* _O QUE SE PEDE_:
• a. Pode transcrever, sem alterações, a parte do texto sobre o sono e as estações do ano que começa nas palavras que contêm "Este último trabalho, publicado" e termina em "avisa a pneumologista."?
• b. Consegue dar seguimento ao texto sobre o sono e as estações do ano, a partir da última frase apresentada?

* _EXCERTO_:
⁂

Este último trabalho, publicado há cerca de um ano, é, na visão de Vânia Caldeira, mais um passo para se tentar perceber se a sazonalidade tem impacto no sono. Contudo, “é preciso alguma cautela ao analisá-lo”, avisa a pneumologista.
Isto porque o estudo “foi feito numa clínica em Berlim” e estudaram-se “pessoas com distúrbios do sono”. A amostra era composta, na sua maioria, por doentes com “insónia”, “algum distúrbio depressivo” ou “apneia do sono”. Por isso, “não é uma população propriamente saudável”, sustenta.
Afinal, o que apuram os investigadores? “O estudo sugere que no inverno há uma maior proporção, digamos assim, de sono paradoxal, de sono REM”, aponta Vânia Caldeira.
A especialista explica que este é um resultado que “estudos prévios tinham mostrado”. No entanto, a comunidade científica continua sem perceber muito bem porque é que isto acontece.
“É possível que tenha a ver com a luz”, já que “o sono REM é muito sensível à luz”. Como há menos luz no inverno, nessa altura “pode haver maior disposição para se prolongar o sono REM”, afirma.

⁂

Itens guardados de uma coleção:
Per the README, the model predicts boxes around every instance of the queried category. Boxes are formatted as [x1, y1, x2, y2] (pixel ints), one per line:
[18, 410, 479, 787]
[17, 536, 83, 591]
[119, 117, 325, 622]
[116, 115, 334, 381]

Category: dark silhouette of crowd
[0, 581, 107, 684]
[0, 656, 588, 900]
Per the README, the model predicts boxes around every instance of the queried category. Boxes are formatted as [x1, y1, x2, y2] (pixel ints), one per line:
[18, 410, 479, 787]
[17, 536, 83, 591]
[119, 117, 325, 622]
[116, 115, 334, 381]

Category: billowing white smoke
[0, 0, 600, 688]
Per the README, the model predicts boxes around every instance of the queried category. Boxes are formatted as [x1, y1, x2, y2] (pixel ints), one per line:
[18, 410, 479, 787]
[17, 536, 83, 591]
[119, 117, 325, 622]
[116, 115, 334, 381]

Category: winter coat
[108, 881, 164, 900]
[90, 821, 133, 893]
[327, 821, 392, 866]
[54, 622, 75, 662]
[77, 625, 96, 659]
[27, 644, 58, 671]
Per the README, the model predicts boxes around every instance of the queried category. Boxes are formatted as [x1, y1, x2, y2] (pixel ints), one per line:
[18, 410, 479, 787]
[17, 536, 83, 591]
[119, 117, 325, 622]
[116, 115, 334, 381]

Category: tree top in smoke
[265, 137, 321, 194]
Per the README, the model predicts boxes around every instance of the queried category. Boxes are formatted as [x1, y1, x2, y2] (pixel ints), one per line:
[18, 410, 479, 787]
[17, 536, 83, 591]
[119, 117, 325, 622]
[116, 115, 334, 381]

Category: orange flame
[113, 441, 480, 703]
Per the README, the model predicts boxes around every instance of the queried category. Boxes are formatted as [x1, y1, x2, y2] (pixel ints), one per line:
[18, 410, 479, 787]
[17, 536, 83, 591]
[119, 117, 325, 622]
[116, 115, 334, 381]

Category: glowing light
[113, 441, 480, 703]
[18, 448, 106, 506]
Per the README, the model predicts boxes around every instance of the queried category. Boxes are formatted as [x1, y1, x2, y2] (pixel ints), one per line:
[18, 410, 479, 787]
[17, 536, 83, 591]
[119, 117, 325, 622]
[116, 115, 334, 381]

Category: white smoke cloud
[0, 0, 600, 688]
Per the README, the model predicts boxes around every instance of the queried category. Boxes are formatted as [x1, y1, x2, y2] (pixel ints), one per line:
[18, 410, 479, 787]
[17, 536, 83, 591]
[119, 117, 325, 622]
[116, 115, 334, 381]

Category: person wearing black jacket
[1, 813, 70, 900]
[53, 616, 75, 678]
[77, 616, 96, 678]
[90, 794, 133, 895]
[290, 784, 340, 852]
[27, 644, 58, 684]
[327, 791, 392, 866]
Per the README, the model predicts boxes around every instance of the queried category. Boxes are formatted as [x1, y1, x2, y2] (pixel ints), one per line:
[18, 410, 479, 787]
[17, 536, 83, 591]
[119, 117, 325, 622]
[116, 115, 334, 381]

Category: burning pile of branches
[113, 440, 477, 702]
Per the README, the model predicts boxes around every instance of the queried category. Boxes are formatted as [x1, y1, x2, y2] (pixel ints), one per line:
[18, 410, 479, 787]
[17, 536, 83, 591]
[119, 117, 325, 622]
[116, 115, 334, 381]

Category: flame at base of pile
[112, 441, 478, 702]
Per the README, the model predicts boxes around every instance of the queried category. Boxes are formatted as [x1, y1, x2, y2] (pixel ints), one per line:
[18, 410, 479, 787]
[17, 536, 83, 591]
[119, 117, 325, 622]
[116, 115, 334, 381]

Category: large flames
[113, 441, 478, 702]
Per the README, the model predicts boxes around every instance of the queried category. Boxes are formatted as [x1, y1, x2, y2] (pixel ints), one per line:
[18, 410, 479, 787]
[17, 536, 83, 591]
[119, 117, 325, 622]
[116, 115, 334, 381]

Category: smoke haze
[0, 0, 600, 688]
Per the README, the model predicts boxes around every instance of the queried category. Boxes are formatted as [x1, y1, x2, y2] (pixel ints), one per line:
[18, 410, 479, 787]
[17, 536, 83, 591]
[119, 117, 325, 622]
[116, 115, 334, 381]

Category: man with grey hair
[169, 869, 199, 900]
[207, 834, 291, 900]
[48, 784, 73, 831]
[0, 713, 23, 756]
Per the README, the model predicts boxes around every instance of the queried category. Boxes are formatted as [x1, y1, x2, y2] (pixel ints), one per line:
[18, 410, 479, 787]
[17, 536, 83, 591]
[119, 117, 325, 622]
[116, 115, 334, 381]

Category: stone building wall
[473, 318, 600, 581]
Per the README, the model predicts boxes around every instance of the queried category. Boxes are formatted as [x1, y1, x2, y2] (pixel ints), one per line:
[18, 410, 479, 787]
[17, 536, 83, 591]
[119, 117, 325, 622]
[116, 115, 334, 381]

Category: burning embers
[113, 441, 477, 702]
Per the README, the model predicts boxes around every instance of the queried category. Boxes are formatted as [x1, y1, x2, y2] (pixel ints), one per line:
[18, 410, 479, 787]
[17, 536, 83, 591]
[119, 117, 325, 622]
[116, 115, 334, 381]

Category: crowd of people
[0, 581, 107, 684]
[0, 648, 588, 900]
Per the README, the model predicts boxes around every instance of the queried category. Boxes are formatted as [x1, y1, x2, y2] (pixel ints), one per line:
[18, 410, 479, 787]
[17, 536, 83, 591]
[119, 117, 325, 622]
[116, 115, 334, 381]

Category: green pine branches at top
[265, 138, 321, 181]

⁂

* _RESPOSTAS ESPERADAS_:
• a.
Este último trabalho, publicado há cerca de um ano, é, na visão de Vânia Caldeira, mais um passo para se tentar perceber se a sazonalidade tem impacto no sono. Contudo, “é preciso alguma cautela ao analisá-lo”, avisa a pneumologista.

• b.
Ainda assim, lembra a médica, aqui estuda-se “uma população específica”, e “é, sobretudo, difícil extrapolar estes resultados para conselhos na prática clínica”.
Até porque, por outro lado, “é difícil entender se este aumento de tempo de sono no inverno é uma causa ou uma consequência, se, de facto, termos menos luz faz-nos dormir mais e melhor”.
O que é certo é que, “embora a maioria das pessoas, subjetivamente, prefira o horário de verão, esse é o horário mais prejudicial para o sono”.
O horário de verão “expõe-nos à luz solar até mais tarde” e “isso retarda a produção da melatonina”, o que “atrasa os horários de sono”.
Isto é “particularmente pior em pessoas com cronotipos mais tardios”, ou seja, “que já têm uma tendência a deitarem-se mais tarde no horário de inverno”, justifica.
Aliás, num texto publicado no seu site, a Associação Portuguesa do Sono (APS) posiciona-se a favor da “adoção permanente do horário de inverno”.
Isto porque este horário apresenta mais vantagens, “como mais luz natural ao início da manhã, com efeitos benéficos para o ritmo de sono-vigília pelo maior alinhamento com o ciclo natural luz-escuro (maior facilidade em adormecer e acordar, atenuação do jetlag social)”.
Outras vantagens apontadas pela APS são: a “melhoria do desempenho profissional e escolar”, a “melhoria da saúde mental” e a “redução do risco da doença física (cancro, diabetes, obesidade, doenças cardiovasculares, doenças neurodegenerativas, problemas da imunidade)”.
Por último, acrescenta, o horário de inverno proporciona a “redução de risco de acidentes e provável repercussão positiva para a economia”.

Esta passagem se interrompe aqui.